ЧТО НУЖНО СДЕЛАТЬ
A. Ответьте по тексту о Палладио на вопросы:
(i) Что в тексте названо истинным воплощением гения Палладио?
(ii) Сколько лет было Палладио в 1545 году?
(iii) Каким соотношением голосов Совет одобрил его проекты?
B. Продолжите текст о Палладио, начав сразу после его последнего предложения.

Надо было бы быть таким тонким палладианцем, как наш И. В. Жолтовский, чтобы раскрыть в каждом здании мастера глубоко обдуманную композицию масс и комбинацию уровней, игру интервалов и расстановку окон, с помощью которых достигается непогрешимое, безупречное, никогда и никем не достигнутое в такой мере, зрительное впечатление единства. Для Палладио более всего важны поэтому те здания, где в неограниченности и вольности природы располагает он и объединяет в одно целое группу жилищ. Виллы Палладио являются в силу того истинным воплощением его гения. Бургер подробно излагает в своей книге, как в отличие от разъединенных эффектов римско-флорентийской виллы создал Палладио идеальное единство венецианской виллы, охватившей в живом движении портиков и лестниц все разнообразие надобностей и прелестей летней жизни. «Деревенская» архитектура Палладио была превознесена в XVIII веке — англичане и русские внешне подражали ей в своих поместьях, никогда не понимая, однако, ее сущности и никогда не достигая гармонического единства в различности назначений.
Палладио должен был бы строить заново целые города. В таком старом и приверженном к определенным типам строительства городе, как Виченца, ему негде было раскрыть особеннейшие стороны своего гения. Улица как бы ставит его «под окно» с другими, и он не любит фасадности улицы и охотно уходит от нее в глубину, если то позволяет место, творчески разращивая внутрь план и создавая уровни, как, например, в палаццо Вальмарана. Его первая работа в Виченце: сокрытие двумя этажами портиков старого средневекового тела Палаццо дель Комуне — была наиболее противоречащей, в сущности, его архитектурным инстинктам. Будучи всего лишь двадцати семи лет от роду (в 1545 году), Палладио восторжествовал, однако, над такими соперниками, как Серлио, Сансовино, Санмикели и Джулио Романо, к которым обращались до него старейшины Виченцы. Спустя четыре года проекты, представленные им, были одобрены в Совете большинством девяносто девяти голосов против семнадцати.
И они не ошиблись, рачительные к красоте и величию родного города граждане Виченцы! Молодой архитектор создал для них чудо живописной архитектуры, которым восхищаемся мы ныне как «базиликой Палладио». Справедлива гордость, с какой говорит об этом здании сам строитель в третьей из книг «Архитектуры»: «Есть в Виченце Базилика, для которой я дал рисунки; идущие вокруг нее портики придуманы мною, и я не сомневаюсь, что это здание могло бы быть сравнено с самыми значительными и самыми прекрасными зданиями, построенными от древности до сего дня, как по величине и по украшениям, так и по материалу, каковой состоит из твердейшего и красивого камня, причем обтесан он и прилажен везде с величайшей тщательностью».

ПРЕДОСТАВЛЕННЫЙ МАТЕРИАЛ
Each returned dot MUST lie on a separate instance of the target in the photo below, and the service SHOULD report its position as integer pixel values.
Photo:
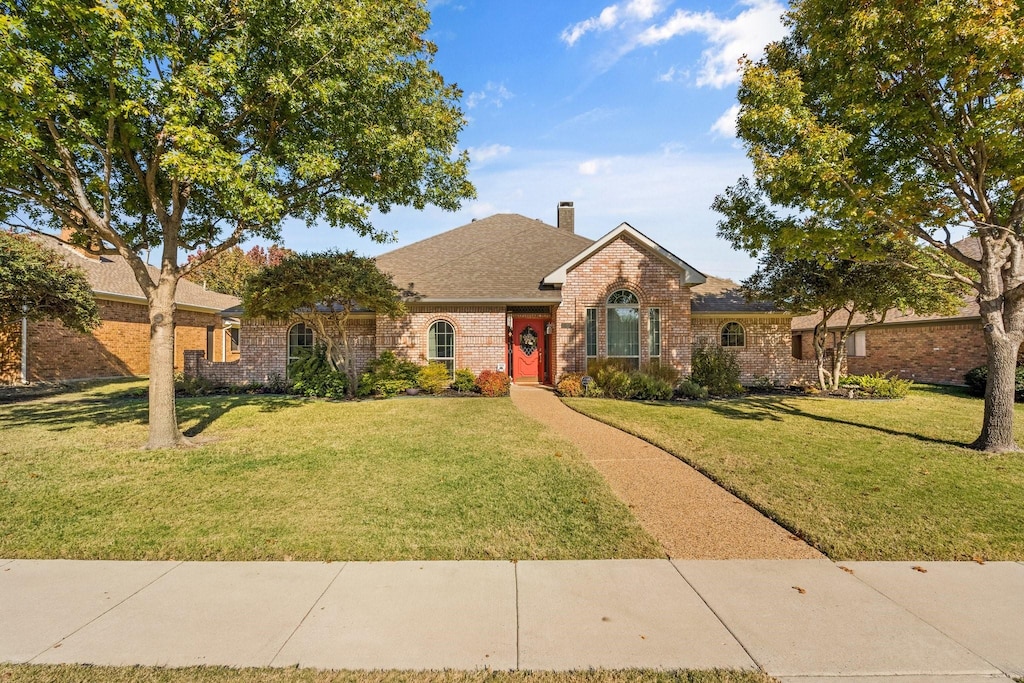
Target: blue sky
(626, 109)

ОТВЕТЫ ПО ПОРЯДКУ
A.
(i) Виллы Палладио.
(ii) Двадцать семь лет.
(iii) Девяносто девять голосов против семнадцати.

B.
Другие свои здания в Виченце Палладио, как известно, строил из кирпича, применяя смешанную с толченым мрамором штукатурку. Начав с истрийского мрамора Базилики, он кончил деревом и штукатуркой Театро Олимпико, недостроенного, однако, им самим ко дню смерти, последовавшей в 1580 году. Стоя на сцене этой курьезной и важной вместе с тем вичентинской «Олимпии», мы понимаем хорошо, отчего именно здесь воображение Анри де Ренье поместило комическую катастрофу бедного Тито Басси, положившую предел его «трагическим иллюзиям». Есть нечто почти детское в изобретательности Палладио, соорудившего из досок и штукатурки этот овал скамей и эту замыкающую его колоннаду, эти торжественные фасады сцены и эти улицы, видимые сквозь арки, где «волшебства перспективы» заставляют нас видеть на протяжении реальных десяти шагов иллюзорные бесконечности дворцов и портиков. Целое племя статуй, — герои, ораторы, поэты, изгибают колена на каждом выступе сцены и жестикулируют в каждой нише театра. В прохладной полутьме пустого зрительного зала являют они напрасно свое безмолвное красноречие, в то время как пыль веков тихо ложится на их белые головы и скопляется в складках их гипсовых тог. Когда в 1585 году, впервые после открытия театра, законченного уже учениками Палладио, члены Академии маленькой, но просвещенной Виченцы поставили здесь трагедию «Царь Эдип» в присутствии двух тысяч знатных персон, съехавшихся с разных концов венецианской республики, не был ли этот спектакль, вызвавший всеобщие восторги и повторенный много раз подряд, достойным апофеозом одного из основателей Accademia Olympica{342}, строителя театра, несравненного Андреа Палладио! В своем теперешнем покое театр Виченцы кажется поистине мемориалом художника, заключившим в себе последние его идеи и чувства, и если являет он живую радость энтузиаста, детскость мечтания и смелость вымысла, то это лишь оттого, что все в искусстве Палладио было полно движения и полно жизни.
На улицах Виченцы неожиданно, живописно и разнообразно делят солнце и тень фасады его дворцов. Чтобы узнать Палладио во всей полноте и свежести творчества, мы должны были бы видеть виллы его, которыми еще обильны окрестности Виченцы и Падуи, изучить их планы, постичь мудрость их расчленений, испытать прелесть их лестниц и портиков. Родной город великого зодчего раскрывает все же одну из важнейших сторон его дарования. Палаццо Тьене и палаццо Порто Барбаран, палаццо Кьерикати и палаццо Вальмарана — как различны они и как «новы» один после другого в их живописном впечатлении. Как едина логика их архитектуры и как бесконечны ее возможности!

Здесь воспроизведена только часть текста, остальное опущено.